[start of Data supplied]
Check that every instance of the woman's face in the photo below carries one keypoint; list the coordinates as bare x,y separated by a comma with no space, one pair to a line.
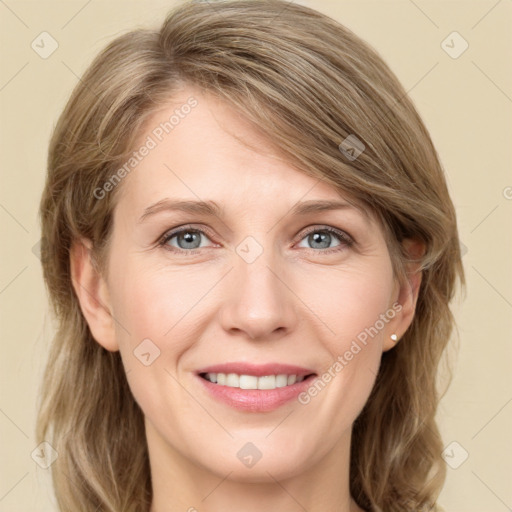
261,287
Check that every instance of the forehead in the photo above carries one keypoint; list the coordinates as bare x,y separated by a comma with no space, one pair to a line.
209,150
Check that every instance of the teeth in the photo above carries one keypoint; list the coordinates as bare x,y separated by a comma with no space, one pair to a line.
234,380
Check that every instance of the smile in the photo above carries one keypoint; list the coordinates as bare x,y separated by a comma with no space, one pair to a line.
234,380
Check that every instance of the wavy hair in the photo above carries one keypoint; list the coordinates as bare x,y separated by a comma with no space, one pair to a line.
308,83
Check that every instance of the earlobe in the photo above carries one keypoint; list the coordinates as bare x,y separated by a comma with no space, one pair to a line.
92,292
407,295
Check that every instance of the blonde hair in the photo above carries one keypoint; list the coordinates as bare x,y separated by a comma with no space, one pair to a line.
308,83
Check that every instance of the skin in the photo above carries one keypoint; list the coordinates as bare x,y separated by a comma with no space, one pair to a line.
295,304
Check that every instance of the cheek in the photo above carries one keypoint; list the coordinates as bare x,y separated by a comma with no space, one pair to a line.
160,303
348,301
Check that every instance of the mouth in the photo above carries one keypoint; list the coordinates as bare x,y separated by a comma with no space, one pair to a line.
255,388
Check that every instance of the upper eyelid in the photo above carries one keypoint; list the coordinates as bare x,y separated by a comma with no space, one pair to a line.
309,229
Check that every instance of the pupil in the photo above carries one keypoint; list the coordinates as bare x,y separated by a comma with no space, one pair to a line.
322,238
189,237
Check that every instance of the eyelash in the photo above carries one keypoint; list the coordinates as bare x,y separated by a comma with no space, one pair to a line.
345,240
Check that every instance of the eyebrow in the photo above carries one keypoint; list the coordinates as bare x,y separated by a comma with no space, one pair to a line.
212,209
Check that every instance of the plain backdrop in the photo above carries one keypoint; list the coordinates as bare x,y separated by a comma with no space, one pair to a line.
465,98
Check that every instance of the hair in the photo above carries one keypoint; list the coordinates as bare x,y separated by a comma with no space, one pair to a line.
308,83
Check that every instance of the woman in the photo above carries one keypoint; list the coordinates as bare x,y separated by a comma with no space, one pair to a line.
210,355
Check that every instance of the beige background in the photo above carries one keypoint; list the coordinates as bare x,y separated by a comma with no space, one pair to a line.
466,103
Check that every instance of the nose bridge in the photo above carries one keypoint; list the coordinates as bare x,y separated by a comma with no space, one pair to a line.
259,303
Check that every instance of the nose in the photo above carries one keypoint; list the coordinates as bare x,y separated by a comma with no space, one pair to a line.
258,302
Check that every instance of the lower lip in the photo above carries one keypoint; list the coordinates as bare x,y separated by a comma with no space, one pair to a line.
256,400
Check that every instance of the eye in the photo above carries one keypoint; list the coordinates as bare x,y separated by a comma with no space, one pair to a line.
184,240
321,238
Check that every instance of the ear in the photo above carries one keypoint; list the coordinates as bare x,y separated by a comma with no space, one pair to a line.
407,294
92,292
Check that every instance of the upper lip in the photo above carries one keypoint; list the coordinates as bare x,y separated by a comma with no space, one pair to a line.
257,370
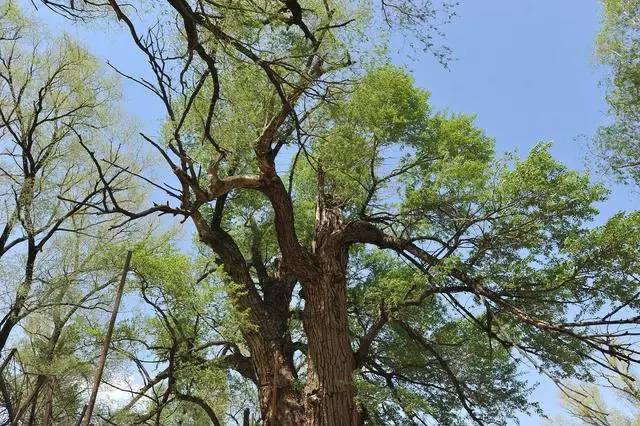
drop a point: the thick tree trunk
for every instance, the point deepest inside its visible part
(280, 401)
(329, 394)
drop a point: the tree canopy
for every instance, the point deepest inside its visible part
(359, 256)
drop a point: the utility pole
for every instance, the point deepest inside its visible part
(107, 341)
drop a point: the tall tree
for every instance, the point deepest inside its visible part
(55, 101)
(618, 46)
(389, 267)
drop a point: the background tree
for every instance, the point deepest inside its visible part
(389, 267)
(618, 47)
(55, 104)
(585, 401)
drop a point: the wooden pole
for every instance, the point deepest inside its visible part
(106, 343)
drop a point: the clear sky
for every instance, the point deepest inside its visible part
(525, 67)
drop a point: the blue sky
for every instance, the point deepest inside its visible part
[end of Data supplied]
» **Task details**: Copy out all of the records above, swapping "wooden pole" for "timber pole" and leaving every other word unchanged. Omit the pictures.

» **Response to the exercise**:
Check that every instance of the woman's face in the photo below carries one keypoint; list the coordinates as bare x,y separated by a comma with no space, one pair to a line.
261,287
Check that every instance of the forehead in the photo above carries one keypoint; list the coordinates as bare x,y separated by a comma with no space, one pair to a line.
209,150
Check that every instance of the teeth in the photo above carries one keypoint; list the coordinates as bare x,y separated by a comma with no space, one pair to a line.
234,380
Check that every instance of the smile in the photo above carries one keypoint; list the coordinates as bare x,y separated by a comma with no space, one pair to a line.
234,380
Check that every instance of the wavy hair in the photo above carries one keypoint; list the coordinates as bare x,y separated by a comma with no space, one pair to a line.
308,83
Check that every instance of the earlobe in the photo above carries one keypoint; list the coordinates as bare x,y separated by a comma with no space, one pair to a line.
92,292
407,295
Check that every instance of the blonde hair in the photo above carries one keypoint; list the coordinates as bare x,y separated by a comma with no space, one pair to a line.
308,83
Check that every instance of the skin in the photo above carries one keypoint; list the coordinates as bare x,y separated by a comma with no space, one pair to a line.
295,304
Check that every instance of the cheek in the photo above carries one keypoint; list the coordinates as bare x,y separated by a comma with no space, one pair to a line.
160,303
348,301
Check that every instance of the mouth in the photo above carries one keypoint; list the coordinates as bare x,y separated by a comma with no space, one pair to a line.
255,388
Check that every instance of the upper eyelid in the photo above carries one keypoint; list the coordinates as bare x,y separated by a comma with no space, one pair to a line.
309,229
Check that every instance of the pupil in the photo above carries one keypoint; list the coordinates as bare x,y separated by a comma with no space, one pair to a line.
322,238
189,237
Check that every instance of the eyelash in the photo above carries one keypoint; list the coordinates as bare x,y separated by a comma with no space, one pair to a line.
345,240
Check that every instance of the eyebrow in the photo above carries one keypoint; list the coordinates as bare x,y separated by a comma with no space, one pair to a line.
212,209
Check that every instance of the plain backdrop in the photo above carries one keypoint; list the coordinates as bare x,y separated by a comma with no space, one pair to a line.
465,98
Check that every instance of the hair in the photo above carries one keypoint; list the coordinates as bare x,y separated by a comma with no space, one pair to a line.
308,83
Check that every instance of the woman in the photo above carries one keypoint; list the coordinates as bare x,y separated by a comma with no space, one pair to a line.
210,355
Check that every instance of the beige background in the photo above carries one keypoint; list the coordinates as bare x,y separated by a comma with no space, one pair to a line.
466,103
Check that every instance of the nose bridge in the photo above carries one keypoint; list the coordinates as bare x,y separated by a comma with no space, one pair to a line.
259,303
Check that every instance of the nose in the photo above carries one keypoint; list the coordinates as bare x,y separated by a comma with no space, one pair to a line.
258,302
Check that every instance of the lower lip in the photo above carries one keypoint; list the coordinates as bare x,y separated by a comma with no space, one pair to a line.
256,400
Check that every instance of the eye in the photo above carries one keypoint; list the coordinates as bare x,y separated by a comma with no space, one pair to a line.
184,240
321,238
Check that every instance of the ear in the photo above carries one keypoint; list the coordinates as bare x,y separated by a comma with no space, one pair to a line.
407,294
92,292
Check that every instance of the upper lip in the photo above carries one keypoint; list the coordinates as bare x,y separated by a comma with no space, one pair to a line.
257,370
drop a point: the thick tree trunk
for every instance, the point deepest inside its visible part
(280, 401)
(329, 394)
drop a point: the tree canopy
for every instance, the point deepest inside its visible part
(359, 256)
drop a point: the utility pole
for every instance, the point deepest inside its visible part
(107, 341)
drop a point: the tall tree
for every instance, the point deepest inside its visible part
(55, 101)
(618, 46)
(389, 267)
drop a point: the background tree
for every instance, the point deepest inside its visible part
(389, 267)
(618, 47)
(55, 104)
(585, 401)
drop a point: the timber pole
for every instance, the point deepest inside its visible part
(106, 343)
drop a point: the clear sky
for every instance, the point deepest inside its visible part
(525, 67)
drop a point: the blue sky
for every instance, the point deepest inside its visible part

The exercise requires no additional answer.